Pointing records
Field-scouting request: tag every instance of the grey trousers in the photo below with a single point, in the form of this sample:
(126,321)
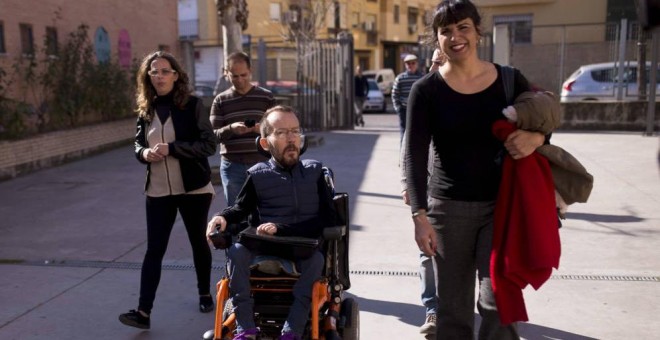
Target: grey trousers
(465,232)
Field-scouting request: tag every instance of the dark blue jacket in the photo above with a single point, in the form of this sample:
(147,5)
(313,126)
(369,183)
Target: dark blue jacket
(298,200)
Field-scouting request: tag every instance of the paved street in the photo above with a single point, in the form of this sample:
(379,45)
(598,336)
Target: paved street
(73,237)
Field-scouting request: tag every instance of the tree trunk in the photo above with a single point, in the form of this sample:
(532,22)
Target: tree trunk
(231,40)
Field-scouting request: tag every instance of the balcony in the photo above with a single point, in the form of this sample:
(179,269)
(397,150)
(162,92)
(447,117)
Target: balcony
(188,29)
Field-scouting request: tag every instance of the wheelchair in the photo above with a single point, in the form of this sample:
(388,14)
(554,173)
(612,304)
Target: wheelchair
(333,317)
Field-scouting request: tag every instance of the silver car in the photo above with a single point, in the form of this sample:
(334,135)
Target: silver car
(599,82)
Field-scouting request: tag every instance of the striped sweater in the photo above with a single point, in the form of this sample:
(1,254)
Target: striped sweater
(230,107)
(401,88)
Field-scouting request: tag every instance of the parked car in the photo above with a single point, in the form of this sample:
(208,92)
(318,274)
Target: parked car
(599,82)
(383,77)
(375,101)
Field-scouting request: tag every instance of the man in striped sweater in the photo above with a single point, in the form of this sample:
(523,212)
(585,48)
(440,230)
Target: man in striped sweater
(235,116)
(401,89)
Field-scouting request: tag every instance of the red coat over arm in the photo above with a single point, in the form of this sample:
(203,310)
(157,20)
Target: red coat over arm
(525,232)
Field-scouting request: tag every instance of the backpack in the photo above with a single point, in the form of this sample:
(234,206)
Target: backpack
(508,81)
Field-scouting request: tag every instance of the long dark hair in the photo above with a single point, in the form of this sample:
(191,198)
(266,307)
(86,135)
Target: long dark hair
(146,93)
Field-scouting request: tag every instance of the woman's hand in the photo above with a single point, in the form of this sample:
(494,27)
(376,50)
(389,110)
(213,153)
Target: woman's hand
(213,225)
(425,235)
(521,143)
(150,155)
(162,149)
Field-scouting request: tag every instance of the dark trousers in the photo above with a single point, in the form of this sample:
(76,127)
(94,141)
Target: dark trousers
(161,214)
(465,233)
(401,112)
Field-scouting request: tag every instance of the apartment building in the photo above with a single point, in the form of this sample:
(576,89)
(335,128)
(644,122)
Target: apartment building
(121,30)
(383,31)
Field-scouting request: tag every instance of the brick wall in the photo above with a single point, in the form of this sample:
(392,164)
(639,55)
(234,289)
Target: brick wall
(51,149)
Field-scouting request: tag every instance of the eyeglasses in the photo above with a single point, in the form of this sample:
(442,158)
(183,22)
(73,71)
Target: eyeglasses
(163,72)
(283,133)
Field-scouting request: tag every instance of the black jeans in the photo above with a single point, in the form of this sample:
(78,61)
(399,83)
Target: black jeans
(401,112)
(161,214)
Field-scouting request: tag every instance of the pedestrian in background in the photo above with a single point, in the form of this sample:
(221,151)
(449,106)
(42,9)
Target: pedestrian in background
(401,89)
(426,264)
(453,210)
(235,116)
(361,90)
(174,139)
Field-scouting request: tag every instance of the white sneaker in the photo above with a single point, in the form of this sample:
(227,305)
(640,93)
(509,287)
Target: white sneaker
(429,325)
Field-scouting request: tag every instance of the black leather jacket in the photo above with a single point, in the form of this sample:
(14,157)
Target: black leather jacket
(195,142)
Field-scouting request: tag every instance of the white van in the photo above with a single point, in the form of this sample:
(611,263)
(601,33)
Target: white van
(599,82)
(383,77)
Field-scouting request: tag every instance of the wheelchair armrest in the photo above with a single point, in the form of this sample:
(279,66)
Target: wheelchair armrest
(334,233)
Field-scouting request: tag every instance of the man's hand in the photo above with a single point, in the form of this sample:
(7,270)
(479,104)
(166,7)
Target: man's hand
(521,143)
(213,225)
(267,229)
(425,235)
(162,149)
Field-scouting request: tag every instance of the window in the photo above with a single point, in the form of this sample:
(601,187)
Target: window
(355,19)
(520,27)
(2,38)
(275,12)
(27,39)
(51,41)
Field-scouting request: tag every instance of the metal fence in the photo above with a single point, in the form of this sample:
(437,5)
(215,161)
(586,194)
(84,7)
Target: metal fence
(557,51)
(325,83)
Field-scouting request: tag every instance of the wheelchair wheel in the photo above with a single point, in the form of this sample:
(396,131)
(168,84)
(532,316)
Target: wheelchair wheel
(227,310)
(350,319)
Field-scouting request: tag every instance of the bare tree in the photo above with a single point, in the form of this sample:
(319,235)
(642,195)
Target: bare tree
(306,19)
(233,16)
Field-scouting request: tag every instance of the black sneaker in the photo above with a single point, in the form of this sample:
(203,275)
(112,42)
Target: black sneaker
(205,303)
(135,319)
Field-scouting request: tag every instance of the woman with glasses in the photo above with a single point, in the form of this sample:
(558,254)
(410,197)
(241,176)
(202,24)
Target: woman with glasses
(174,140)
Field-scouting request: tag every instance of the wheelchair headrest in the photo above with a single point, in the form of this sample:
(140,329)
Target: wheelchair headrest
(266,153)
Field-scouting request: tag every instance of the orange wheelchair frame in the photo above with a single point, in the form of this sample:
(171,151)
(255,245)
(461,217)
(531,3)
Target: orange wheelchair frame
(333,317)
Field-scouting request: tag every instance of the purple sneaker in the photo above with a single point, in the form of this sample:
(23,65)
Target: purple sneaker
(248,334)
(289,336)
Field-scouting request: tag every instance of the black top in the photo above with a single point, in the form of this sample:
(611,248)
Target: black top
(466,166)
(361,86)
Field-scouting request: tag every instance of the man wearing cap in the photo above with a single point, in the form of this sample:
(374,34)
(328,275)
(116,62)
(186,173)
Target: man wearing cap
(401,89)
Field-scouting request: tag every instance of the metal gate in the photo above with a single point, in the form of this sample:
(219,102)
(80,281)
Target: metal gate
(325,83)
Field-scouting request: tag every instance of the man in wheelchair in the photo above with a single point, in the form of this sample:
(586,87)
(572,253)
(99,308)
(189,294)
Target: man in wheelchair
(284,196)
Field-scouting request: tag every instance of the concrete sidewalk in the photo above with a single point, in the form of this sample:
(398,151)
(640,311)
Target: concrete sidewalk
(73,237)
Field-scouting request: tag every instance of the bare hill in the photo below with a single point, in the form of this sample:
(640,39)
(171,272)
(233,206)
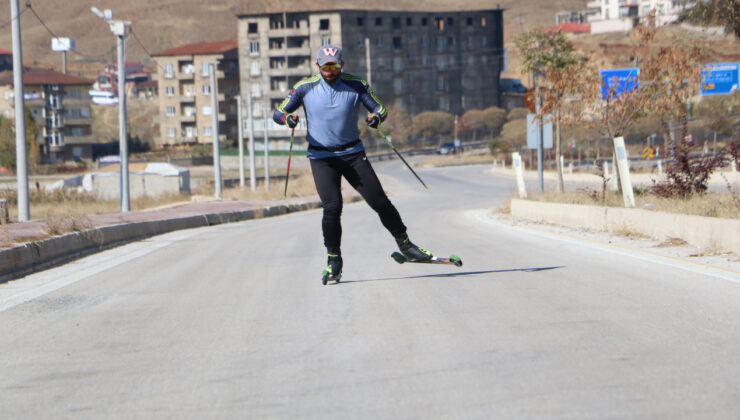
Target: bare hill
(164,24)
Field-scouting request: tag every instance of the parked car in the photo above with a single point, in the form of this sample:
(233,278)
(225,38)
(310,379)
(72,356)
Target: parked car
(447,149)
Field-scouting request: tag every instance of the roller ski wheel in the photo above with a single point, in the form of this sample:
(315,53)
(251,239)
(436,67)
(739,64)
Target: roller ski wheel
(452,260)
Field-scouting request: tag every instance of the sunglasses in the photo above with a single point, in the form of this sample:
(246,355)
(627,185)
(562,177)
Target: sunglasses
(331,66)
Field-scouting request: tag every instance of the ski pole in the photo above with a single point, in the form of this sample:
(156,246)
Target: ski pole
(290,154)
(399,155)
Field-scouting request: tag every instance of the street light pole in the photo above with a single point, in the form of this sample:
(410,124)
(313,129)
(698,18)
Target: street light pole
(21,155)
(118,27)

**What is needed:** Convert the lines of the records, starting at the line that contains "Field-scouting request: tag every instance of the street" and continuing through the end of the records, into a JSON list of strings with one string per line, omitting any blank lines.

**Solved exercise:**
[
  "Field-scouting request: tag every instance of the street light pole in the photo above with a single point, in the form of this sample:",
  "(410,124)",
  "(313,129)",
  "(698,18)",
  "Target: street light pole",
  "(21,155)",
  "(118,27)"
]